Aim of the task
Output everything from the line containing "174, row 42." down to the end of the data below as a Markdown table. Use the columns Row and Line, number each line, and skip any blank lines.

Extracted entries
###
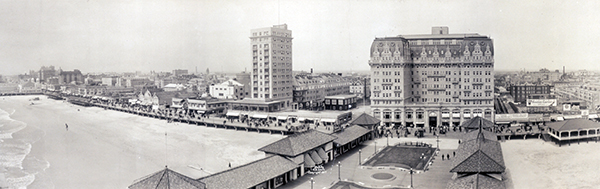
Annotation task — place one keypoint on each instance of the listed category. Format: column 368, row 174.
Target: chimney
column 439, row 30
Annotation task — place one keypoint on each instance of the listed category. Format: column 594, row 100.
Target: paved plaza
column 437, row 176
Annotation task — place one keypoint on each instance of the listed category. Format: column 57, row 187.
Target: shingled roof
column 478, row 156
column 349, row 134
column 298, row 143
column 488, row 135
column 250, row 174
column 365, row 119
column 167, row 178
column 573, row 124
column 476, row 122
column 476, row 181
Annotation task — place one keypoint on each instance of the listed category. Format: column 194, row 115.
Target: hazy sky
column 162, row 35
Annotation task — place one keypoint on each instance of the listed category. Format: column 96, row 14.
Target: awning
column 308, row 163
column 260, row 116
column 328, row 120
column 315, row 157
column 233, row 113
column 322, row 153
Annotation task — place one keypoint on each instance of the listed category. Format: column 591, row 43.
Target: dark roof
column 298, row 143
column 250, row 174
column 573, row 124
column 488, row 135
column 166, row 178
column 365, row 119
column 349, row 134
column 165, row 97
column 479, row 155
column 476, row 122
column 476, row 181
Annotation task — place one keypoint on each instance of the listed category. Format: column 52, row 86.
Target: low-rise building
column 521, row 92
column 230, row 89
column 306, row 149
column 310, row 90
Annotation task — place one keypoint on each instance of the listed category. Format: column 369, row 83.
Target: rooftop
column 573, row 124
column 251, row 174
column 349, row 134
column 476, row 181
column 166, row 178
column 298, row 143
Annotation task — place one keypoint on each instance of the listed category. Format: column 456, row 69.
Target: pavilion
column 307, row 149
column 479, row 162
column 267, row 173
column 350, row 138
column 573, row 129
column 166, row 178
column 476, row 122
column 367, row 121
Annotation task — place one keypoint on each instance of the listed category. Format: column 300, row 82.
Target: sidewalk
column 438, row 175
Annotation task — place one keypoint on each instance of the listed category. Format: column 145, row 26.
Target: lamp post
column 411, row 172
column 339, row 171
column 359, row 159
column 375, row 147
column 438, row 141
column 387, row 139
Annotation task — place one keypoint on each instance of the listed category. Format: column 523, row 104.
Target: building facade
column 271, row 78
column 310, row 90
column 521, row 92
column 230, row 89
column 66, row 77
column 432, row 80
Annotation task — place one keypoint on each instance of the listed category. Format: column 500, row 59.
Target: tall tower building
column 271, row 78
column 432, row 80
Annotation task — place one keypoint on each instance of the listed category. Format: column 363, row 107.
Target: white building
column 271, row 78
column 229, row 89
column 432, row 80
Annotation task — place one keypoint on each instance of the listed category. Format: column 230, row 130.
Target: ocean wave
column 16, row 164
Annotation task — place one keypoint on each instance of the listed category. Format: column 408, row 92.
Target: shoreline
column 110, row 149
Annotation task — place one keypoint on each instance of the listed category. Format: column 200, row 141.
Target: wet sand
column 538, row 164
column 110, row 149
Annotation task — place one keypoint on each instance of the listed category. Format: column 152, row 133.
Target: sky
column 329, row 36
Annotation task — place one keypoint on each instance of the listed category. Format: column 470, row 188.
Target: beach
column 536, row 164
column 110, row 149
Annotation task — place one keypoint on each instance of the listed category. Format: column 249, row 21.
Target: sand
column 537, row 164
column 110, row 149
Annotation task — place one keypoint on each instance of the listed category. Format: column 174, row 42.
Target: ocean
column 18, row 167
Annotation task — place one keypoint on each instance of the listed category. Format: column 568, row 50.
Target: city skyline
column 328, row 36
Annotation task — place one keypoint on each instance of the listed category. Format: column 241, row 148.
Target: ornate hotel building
###
Written reply
| Row | Line |
|---|---|
| 1 | Annotation task — place one keypoint on each instance of the listed category. Format: column 174, row 42. |
| 2 | Target: ocean |
| 3 | column 18, row 167 |
| 4 | Annotation task — place one keypoint on each instance of the listed category. Format: column 568, row 50. |
| 5 | Target: city skyline |
| 6 | column 328, row 36 |
| 7 | Annotation task — place one keypoint on each instance of the listed category. Format: column 241, row 148. |
| 8 | Target: ornate hotel building |